A permanent monitoring group of representatives of a dozen non-governmental organizations and the Armenian Apostolic Church urged the authorities to do more to improve the plight of convicts across the country. A report released by them says most Armenian prisons remain overcrowded and insanitary and are in need of urgent repairs. It says prison cells are poorly lit and the quality of food given to their inmates still leaves much to be desired.

The report, based on the findings of the team’s year-long inspections, contains a long list of relevant recommendations to the Justice Ministry. Those also include proposals to allow prisoners to have TV sets and access to other forms of entertainment such as cinema and sports.

A small detention facility in the northern city of Vanadzor was singled out as Armenia’s worst jail. The NGO monitors said prisoners there are kept in conditions “reminiscent of the dark Inquisition era.”

Samvel Hovannisian, head of a Justice Ministry departments running the prison, accepted much of the criticism but said the cash-strapped government lacks the money to drastically improve the prison conditions. He also claimed that many of the inmates were not in a much better situation before committing crimes and finding themselves in jail.

“It would be great if the prisoners lived in conditions existing abroad,” Hovannisian said. “But let us think about this. What were an inmate’s conditions at home? Did he have all the amenities at home?”

Armenia’s penitentiary system was transferred from the police to the Justice Ministry jurisdiction in 2002 under pressure from the Council of Europe. The measure was followed by the passage of a new, more lenient Armenian Criminal Code that led to the early release of most of the country’s 3,600-strong prison population.

In a report issued last July, the European Committee for the Prevention of Torture (CPT), a Council of Europe watchdog, said that although the prison conditions have since improved they still fall short of European standards. The CPT also complained about overcrowding and expressed concern at the high incidence of tuberculosis among Armenian prisoners.

● YOUR ASSIGNMENT: From the article on Armenian prisons, list every prison problem that the monitoring group's report names in its first paragraph.

● PROVIDED DATA:
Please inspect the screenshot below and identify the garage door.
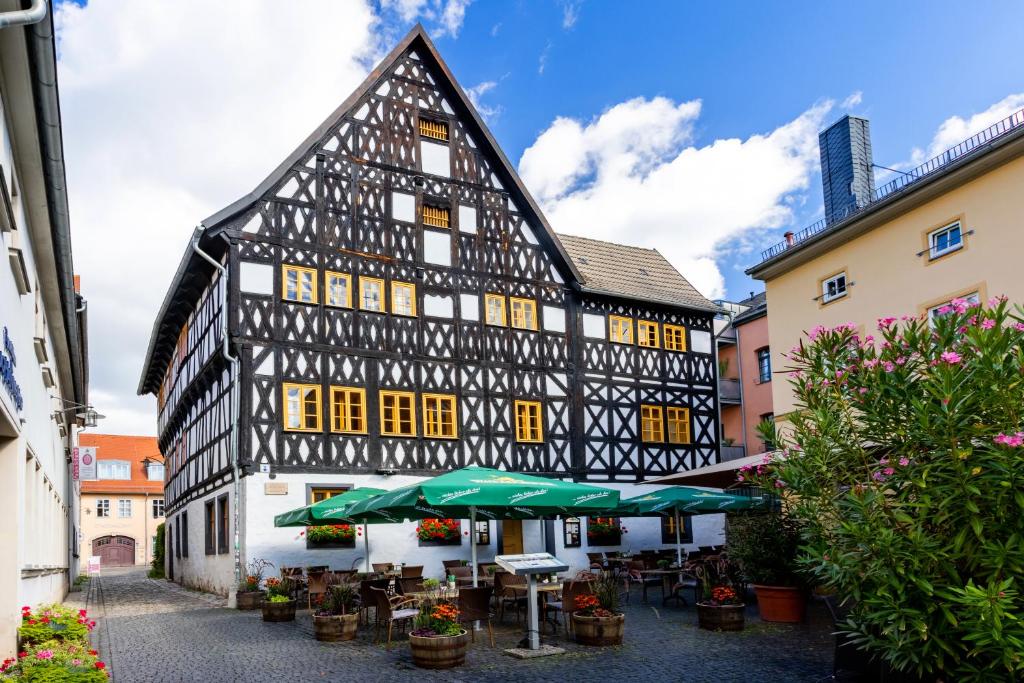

● RESPONSE TO THE EXERCISE:
- Overcrowding
- Insanitary conditions
- Need for urgent repairs
- Poorly lit cells
- Poor quality of food given to inmates